● **Task instructions**
Only the lines from the one containing "[[375, 406], [472, 77], [578, 236]]" to the end of the records belong in the output; print them exactly.
▼
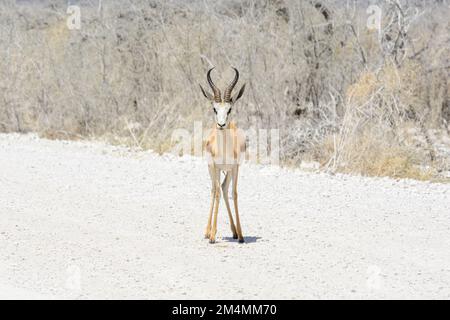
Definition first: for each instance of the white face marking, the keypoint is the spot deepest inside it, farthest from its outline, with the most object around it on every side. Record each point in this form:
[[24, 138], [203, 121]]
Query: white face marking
[[221, 111]]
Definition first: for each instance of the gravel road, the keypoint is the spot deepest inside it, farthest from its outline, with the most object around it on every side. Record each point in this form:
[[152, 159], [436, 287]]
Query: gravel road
[[88, 220]]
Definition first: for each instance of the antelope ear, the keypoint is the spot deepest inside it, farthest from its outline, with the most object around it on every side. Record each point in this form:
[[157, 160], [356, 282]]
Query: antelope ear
[[239, 94], [207, 95]]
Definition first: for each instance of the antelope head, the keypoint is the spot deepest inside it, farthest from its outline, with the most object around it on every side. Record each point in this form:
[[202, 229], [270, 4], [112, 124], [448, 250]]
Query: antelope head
[[222, 107]]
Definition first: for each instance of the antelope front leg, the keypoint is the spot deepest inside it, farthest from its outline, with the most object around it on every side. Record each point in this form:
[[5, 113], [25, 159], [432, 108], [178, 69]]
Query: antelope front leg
[[208, 226], [211, 170], [225, 185], [212, 237], [238, 222]]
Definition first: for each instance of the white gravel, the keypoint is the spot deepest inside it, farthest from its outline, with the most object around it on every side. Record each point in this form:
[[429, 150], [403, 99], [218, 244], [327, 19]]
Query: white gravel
[[88, 220]]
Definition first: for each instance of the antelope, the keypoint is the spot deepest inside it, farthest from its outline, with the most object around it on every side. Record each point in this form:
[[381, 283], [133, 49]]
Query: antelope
[[225, 146]]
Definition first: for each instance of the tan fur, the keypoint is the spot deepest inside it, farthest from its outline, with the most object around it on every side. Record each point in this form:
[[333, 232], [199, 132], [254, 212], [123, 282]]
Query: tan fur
[[218, 148]]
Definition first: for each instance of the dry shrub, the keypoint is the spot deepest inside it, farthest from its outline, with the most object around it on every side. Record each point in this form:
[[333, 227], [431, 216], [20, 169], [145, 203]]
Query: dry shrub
[[315, 72]]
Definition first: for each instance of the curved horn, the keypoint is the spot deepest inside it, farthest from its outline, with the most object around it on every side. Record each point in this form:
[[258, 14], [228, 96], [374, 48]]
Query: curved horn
[[227, 94], [217, 94]]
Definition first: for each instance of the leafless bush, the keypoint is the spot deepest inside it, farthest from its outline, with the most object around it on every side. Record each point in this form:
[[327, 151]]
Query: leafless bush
[[339, 92]]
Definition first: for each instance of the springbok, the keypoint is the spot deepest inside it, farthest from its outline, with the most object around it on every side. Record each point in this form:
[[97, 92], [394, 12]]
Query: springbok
[[225, 146]]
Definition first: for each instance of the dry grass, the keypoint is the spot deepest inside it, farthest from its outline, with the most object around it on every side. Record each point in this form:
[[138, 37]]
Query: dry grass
[[130, 76]]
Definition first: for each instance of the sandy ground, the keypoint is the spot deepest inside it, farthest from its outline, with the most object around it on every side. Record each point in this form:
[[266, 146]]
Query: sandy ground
[[87, 220]]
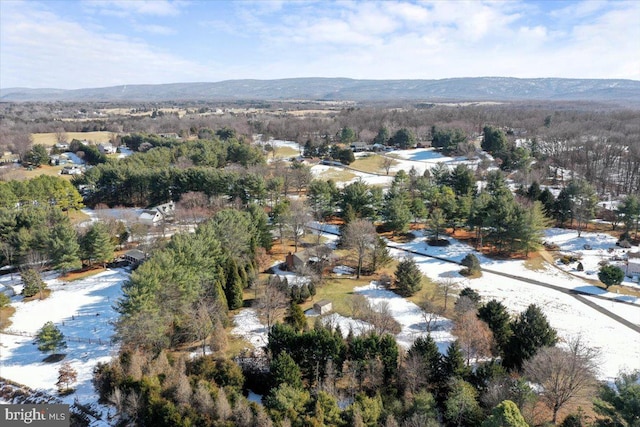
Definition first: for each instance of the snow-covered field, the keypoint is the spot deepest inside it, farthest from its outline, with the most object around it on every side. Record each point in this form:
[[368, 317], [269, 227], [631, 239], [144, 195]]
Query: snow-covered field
[[601, 247], [619, 345], [83, 311], [426, 158]]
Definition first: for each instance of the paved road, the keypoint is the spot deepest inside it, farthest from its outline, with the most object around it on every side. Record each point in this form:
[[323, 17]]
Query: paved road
[[579, 295]]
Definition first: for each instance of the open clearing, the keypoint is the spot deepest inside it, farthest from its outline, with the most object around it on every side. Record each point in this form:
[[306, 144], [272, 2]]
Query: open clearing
[[51, 138]]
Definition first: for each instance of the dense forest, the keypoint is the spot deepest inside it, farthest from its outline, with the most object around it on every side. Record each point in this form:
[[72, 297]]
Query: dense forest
[[241, 200]]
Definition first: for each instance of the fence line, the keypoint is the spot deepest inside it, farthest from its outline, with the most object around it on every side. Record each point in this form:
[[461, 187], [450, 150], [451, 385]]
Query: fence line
[[98, 341]]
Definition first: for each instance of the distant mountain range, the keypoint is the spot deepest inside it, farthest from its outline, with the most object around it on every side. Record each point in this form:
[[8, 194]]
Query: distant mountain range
[[342, 89]]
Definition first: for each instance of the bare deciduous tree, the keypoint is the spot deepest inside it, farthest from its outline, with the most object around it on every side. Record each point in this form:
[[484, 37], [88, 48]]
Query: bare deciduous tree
[[563, 373], [296, 220], [271, 303], [475, 337]]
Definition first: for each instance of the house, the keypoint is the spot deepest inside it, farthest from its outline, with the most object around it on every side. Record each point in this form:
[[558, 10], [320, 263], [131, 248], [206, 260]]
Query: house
[[323, 307], [633, 264], [71, 170], [106, 148], [150, 217], [172, 135], [157, 214], [296, 260], [9, 157], [134, 257]]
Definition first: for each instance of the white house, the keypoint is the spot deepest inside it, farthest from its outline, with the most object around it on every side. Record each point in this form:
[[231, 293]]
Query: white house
[[157, 214], [633, 264]]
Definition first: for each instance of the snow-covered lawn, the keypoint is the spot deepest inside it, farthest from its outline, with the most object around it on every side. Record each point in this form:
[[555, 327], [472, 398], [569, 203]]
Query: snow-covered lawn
[[602, 248], [425, 158], [83, 311], [410, 317], [248, 325], [619, 345]]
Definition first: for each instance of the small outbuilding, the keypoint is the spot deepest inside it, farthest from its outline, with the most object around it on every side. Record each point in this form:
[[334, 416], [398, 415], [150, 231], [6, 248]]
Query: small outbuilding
[[633, 264], [323, 306], [134, 256]]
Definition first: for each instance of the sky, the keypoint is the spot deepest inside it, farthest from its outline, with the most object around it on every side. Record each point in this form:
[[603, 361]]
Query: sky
[[84, 44]]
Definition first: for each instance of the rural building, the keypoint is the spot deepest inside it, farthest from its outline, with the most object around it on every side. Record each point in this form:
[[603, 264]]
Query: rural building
[[323, 306], [106, 148], [361, 146], [633, 264], [71, 170], [134, 256], [9, 157]]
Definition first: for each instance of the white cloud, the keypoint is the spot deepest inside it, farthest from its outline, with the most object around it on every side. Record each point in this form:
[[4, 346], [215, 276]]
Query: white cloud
[[40, 49], [375, 40], [136, 7], [156, 29]]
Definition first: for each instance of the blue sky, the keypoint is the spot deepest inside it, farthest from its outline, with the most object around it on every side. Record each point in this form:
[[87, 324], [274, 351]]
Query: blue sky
[[79, 44]]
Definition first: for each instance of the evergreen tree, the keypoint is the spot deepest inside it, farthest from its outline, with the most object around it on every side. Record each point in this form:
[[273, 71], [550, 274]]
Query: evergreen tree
[[610, 275], [472, 264], [382, 136], [380, 255], [296, 317], [64, 248], [97, 245], [408, 277], [461, 407], [506, 414], [49, 338], [531, 331], [66, 376], [453, 363], [37, 156], [497, 317], [427, 350], [233, 286], [33, 283]]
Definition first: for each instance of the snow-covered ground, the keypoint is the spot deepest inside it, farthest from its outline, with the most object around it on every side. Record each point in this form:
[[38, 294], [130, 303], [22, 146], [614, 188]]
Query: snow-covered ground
[[619, 345], [426, 158], [83, 311], [410, 317], [602, 247]]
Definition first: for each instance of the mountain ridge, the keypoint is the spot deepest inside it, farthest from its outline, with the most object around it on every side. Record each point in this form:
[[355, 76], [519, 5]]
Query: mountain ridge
[[345, 89]]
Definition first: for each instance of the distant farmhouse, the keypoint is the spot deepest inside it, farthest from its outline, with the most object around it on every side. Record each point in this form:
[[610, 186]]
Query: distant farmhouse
[[157, 214], [106, 148], [633, 264]]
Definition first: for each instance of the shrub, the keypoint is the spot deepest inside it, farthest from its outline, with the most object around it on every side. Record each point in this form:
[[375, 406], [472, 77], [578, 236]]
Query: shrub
[[4, 300]]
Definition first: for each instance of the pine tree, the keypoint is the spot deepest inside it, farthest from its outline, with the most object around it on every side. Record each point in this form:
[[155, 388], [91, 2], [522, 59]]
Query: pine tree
[[49, 338], [408, 277], [97, 245], [284, 370], [296, 317], [496, 316], [453, 363], [234, 288], [66, 376], [33, 283], [531, 331]]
▲
● **Task result**
[[375, 406], [472, 77], [578, 236]]
Query: shrub
[[4, 300]]
Definition first: for each instance of the pine tree, the keypoint is the spot deepest inside it, farthest from its outline, with the most object around it on every side. Record each point in this form:
[[155, 388], [91, 2], [522, 59]]
Query: pine tree
[[49, 338], [408, 277], [97, 245], [284, 370], [296, 317], [496, 316], [453, 363], [234, 288], [66, 376], [33, 283], [531, 331]]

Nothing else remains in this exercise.